The problem:
Can you print every record below exactly as written?

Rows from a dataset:
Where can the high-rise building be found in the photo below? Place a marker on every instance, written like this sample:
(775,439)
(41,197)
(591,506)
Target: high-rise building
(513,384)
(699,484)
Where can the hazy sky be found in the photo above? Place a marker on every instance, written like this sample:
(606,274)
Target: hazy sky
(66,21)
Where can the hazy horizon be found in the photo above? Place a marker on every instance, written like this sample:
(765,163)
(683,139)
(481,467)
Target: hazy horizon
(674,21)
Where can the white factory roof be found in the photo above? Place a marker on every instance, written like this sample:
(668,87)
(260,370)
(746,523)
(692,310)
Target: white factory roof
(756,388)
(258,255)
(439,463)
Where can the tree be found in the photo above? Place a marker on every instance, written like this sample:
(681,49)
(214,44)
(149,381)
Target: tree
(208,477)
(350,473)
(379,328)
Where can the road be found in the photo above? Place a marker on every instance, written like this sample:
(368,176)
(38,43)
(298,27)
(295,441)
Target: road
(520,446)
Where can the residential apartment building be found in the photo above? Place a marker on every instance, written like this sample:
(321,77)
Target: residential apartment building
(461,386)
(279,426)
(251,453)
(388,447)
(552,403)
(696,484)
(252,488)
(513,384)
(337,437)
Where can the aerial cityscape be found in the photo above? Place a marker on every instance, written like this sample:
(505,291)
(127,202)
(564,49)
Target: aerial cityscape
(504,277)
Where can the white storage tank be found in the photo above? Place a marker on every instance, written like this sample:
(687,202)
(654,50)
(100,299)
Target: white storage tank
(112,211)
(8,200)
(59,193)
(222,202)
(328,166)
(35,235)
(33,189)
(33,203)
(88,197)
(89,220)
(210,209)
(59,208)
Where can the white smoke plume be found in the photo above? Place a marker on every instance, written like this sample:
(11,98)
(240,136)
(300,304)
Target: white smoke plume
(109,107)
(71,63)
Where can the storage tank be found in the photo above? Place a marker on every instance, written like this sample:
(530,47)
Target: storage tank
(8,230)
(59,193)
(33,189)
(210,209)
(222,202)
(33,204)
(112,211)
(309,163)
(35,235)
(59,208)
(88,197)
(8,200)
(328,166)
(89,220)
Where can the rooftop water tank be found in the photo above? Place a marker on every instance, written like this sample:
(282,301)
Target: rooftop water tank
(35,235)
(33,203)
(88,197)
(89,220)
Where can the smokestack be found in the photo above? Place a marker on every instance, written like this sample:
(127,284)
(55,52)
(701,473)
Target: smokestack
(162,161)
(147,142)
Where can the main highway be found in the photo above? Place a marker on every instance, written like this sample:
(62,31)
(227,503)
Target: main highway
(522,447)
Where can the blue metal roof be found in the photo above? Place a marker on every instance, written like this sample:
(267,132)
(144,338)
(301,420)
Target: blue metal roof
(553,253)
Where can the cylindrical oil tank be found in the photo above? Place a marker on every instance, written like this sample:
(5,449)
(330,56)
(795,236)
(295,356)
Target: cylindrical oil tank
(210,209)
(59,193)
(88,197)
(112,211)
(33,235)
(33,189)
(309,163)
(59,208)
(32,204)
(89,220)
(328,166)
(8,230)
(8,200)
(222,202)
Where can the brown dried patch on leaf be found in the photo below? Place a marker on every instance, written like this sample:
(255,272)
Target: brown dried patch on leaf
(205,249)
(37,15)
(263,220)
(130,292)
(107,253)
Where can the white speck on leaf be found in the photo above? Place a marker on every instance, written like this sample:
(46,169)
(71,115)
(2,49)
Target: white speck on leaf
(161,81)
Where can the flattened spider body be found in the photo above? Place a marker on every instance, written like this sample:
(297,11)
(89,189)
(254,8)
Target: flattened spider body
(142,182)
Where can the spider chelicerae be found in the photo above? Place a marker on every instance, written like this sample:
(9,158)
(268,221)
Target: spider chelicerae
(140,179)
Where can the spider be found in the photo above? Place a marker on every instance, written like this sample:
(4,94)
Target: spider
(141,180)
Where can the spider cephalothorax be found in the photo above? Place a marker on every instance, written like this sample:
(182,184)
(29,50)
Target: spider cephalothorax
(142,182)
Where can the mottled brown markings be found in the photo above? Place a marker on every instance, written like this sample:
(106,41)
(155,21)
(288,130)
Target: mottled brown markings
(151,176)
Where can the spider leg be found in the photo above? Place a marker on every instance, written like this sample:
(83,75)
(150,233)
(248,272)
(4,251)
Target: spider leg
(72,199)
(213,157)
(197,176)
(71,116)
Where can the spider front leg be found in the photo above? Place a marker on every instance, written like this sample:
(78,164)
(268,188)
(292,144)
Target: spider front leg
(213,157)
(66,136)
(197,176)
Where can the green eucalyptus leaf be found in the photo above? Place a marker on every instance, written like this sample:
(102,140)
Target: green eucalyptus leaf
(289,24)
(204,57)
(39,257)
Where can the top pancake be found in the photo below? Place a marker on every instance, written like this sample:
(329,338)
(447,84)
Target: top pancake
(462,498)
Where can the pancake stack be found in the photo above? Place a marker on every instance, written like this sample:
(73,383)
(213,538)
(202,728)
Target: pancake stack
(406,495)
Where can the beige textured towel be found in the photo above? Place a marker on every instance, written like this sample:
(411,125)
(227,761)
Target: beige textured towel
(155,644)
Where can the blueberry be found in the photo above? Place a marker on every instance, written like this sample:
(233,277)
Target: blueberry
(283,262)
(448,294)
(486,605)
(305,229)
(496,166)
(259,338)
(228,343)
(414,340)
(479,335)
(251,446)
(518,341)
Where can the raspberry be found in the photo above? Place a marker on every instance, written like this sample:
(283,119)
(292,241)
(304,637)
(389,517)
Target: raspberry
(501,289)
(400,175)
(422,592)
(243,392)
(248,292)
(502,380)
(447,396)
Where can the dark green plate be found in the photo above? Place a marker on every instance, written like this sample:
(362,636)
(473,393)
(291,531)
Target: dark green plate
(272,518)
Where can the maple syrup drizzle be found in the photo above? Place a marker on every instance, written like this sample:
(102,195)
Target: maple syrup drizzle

Solution for this problem:
Where can the high-rise building be found in the photo below? Place a marker on every instance, written like this sample:
(775,439)
(41,197)
(591,506)
Target: high-rise building
(513,384)
(699,484)
Where can the hazy sky be found in the photo above? Place a marker on every instance, written like this sample:
(606,274)
Target: hazy sky
(66,21)
Where can the hazy horizon be found in the photo above? Place a marker on every instance, written like this sample:
(765,163)
(683,139)
(481,467)
Target: hazy horizon
(674,21)
Where can the white factory roof be found in the photo above? Place a marker on every instance, written like this sample:
(668,87)
(260,370)
(746,523)
(692,310)
Target: white factory roof
(756,388)
(258,255)
(439,463)
Where can the tree be found in the photo above? Place a marker on every instance, written like this sample:
(681,49)
(214,44)
(149,381)
Target: tree
(208,477)
(350,473)
(379,328)
Where can the road be found in the photo above? Place a marker on every instance, written like this sample:
(368,176)
(38,43)
(298,27)
(295,441)
Target: road
(520,446)
Where can the residential apartment building be found in the photo above? Place a marker on every instance, written like this sample:
(321,77)
Target: residential apartment building
(461,386)
(279,426)
(251,453)
(388,447)
(552,403)
(696,484)
(252,488)
(513,384)
(337,437)
Where can the aerial cityscape be found in the photo above? Place a marker on every instance, written like this sample:
(505,291)
(127,202)
(564,49)
Target: aerial cityscape
(504,277)
Where can the white storage tank be found in the photo above? Place a marker on every instance, written like this sample:
(687,202)
(654,50)
(100,299)
Target: white storage tank
(112,211)
(8,200)
(59,193)
(222,202)
(328,166)
(35,235)
(33,189)
(33,203)
(88,197)
(89,220)
(210,209)
(59,208)
Where can the white smoke plume be found in the photo above? Place a marker on every instance, written like this sample:
(11,98)
(240,136)
(300,304)
Target: white smoke plume
(109,107)
(71,63)
Where can the storage tank be found in the photo above? Place a marker on every instance, written like this sample:
(530,47)
Target: storage tank
(8,230)
(59,193)
(33,189)
(210,209)
(222,202)
(33,204)
(112,211)
(309,163)
(35,235)
(59,208)
(88,197)
(8,200)
(328,166)
(89,220)
Where can the rooftop water tank be found in the photo above? Place a marker on every instance, written like this sample:
(282,301)
Target: rooftop water tank
(35,235)
(33,203)
(88,197)
(89,220)
Where can the smokestack be found in the photo above? Place a marker on every instance, written like this sample:
(127,284)
(55,52)
(701,473)
Target: smokestack
(162,161)
(147,142)
Where can the main highway be found in the photo above? Place a marker on every instance, written like this sample:
(62,31)
(227,503)
Target: main highway
(522,447)
Where can the blue metal roof be found in the photo above? Place a marker on every instance, written like this sample:
(267,132)
(144,338)
(301,420)
Target: blue metal roof
(553,253)
Where can the cylindrical oil tank be found in the photo above? Place a marker on every instance, written like this sample:
(5,449)
(330,56)
(795,236)
(295,356)
Target: cylindrical oil tank
(210,209)
(59,193)
(88,197)
(112,211)
(33,235)
(33,189)
(309,163)
(59,208)
(32,204)
(89,220)
(328,166)
(8,230)
(8,200)
(222,202)
Where can the brown dried patch on leaf be found in the photo below? Place a marker on every instance, written like this sample:
(255,272)
Target: brown dried patch on leaf
(205,249)
(37,15)
(263,220)
(130,292)
(107,253)
Where can the white speck on leaf be found in the photo above? Place a marker on every instance, written like this sample:
(46,169)
(71,115)
(2,49)
Target: white speck on leaf
(161,81)
Where can the flattened spider body be found in the photo above? Place a marker on every instance, written like this sample:
(297,11)
(89,189)
(254,8)
Target: flattened spider body
(142,182)
Where can the spider chelicerae be found in the photo above? Place a marker on every instance, written like this sample:
(9,158)
(268,221)
Target: spider chelicerae
(140,179)
Where can the spider be found in the photo above? Place a marker on every instance, written like this sample:
(4,94)
Target: spider
(141,180)
Where can the spider cephalothorax be found in the photo above? Place a marker on every instance, written like this sample:
(182,184)
(29,50)
Target: spider cephalothorax
(142,182)
Where can the mottled brown markings be found in the photo above? Place a marker on every instance, written like this sample:
(106,41)
(155,21)
(288,130)
Target: mottled brown markings
(151,176)
Where can the spider leg be found in the photo above? Place a marker on every instance, written like this sample:
(83,75)
(150,233)
(248,272)
(4,251)
Target: spider leg
(72,199)
(213,157)
(197,176)
(71,116)
Where can the spider front leg be found in the photo above? Place a marker on every instance, written like this sample:
(78,164)
(268,188)
(292,144)
Target: spider front leg
(213,157)
(66,136)
(197,176)
Where can the green eucalyptus leaf be found in the photo above? Place a marker on every instance, written like this sample:
(102,140)
Target: green eucalyptus leaf
(289,24)
(204,57)
(39,257)
Where can the top pancake be found in the photo below? Place a marker on every instance, written like this sample:
(329,338)
(447,84)
Target: top pancake
(462,498)
Where can the pancake stack be found in the photo above? Place a marker on every instance, written like this sample:
(73,383)
(213,538)
(202,728)
Target: pancake stack
(406,495)
Where can the beige textured towel be found in the photo above? Place a marker on every instance, written like this sample:
(411,125)
(227,761)
Target: beige textured towel
(155,644)
Where can the blueberry be found in the photo above? Place a marker on every instance, written like this sample:
(233,277)
Target: blueberry
(283,262)
(448,294)
(486,605)
(305,229)
(496,166)
(259,338)
(228,343)
(414,340)
(479,335)
(251,446)
(518,341)
Where can the raspberry be found in the photo above? Place a marker on every instance, written like this sample:
(283,119)
(292,241)
(304,637)
(389,517)
Target: raspberry
(501,289)
(400,175)
(422,592)
(243,392)
(248,292)
(502,380)
(447,396)
Where can the dark green plate be found in the photo above? Place a marker on every instance, written like this sample:
(362,636)
(473,393)
(291,531)
Target: dark green plate
(272,518)
Where can the maple syrup drizzle be found in the photo above? Place a marker on every instance, written like this sample:
(102,195)
Target: maple syrup drizzle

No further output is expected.